[Collected data]
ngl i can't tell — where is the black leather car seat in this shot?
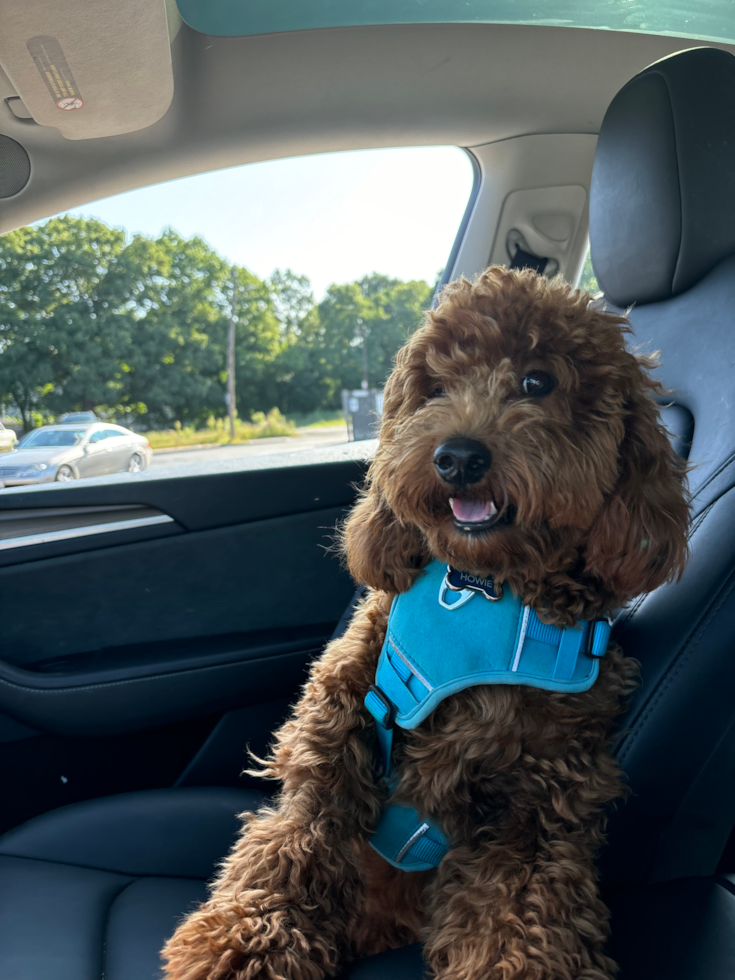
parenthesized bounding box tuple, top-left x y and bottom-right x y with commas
(4, 44, 735, 980)
(589, 46, 735, 978)
(0, 788, 261, 979)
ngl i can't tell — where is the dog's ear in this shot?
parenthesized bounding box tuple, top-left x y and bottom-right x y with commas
(584, 379, 690, 599)
(341, 489, 427, 594)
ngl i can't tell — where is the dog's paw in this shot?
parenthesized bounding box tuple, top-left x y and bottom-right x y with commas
(162, 907, 337, 980)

Description of the task | Output each record verbatim, but skip anything that is a picture.

Answer to the problem |
ngl i can't tell — where is the black leather car seat in this shot?
parenthesized bounding box tuple, top-left x y and bottom-right x y with commas
(4, 44, 735, 980)
(589, 46, 735, 978)
(0, 788, 261, 979)
ngl i can't tell — where is the dog's ear in this shot?
parenthesized bounding box tuple, top-left x y and bottom-right x y with commas
(584, 379, 690, 599)
(341, 489, 427, 594)
ngl i can't tell — where is the dog's paw in this shot?
parenthesized bounding box tuple, top-left x y and bottom-right x y with commas
(162, 907, 337, 980)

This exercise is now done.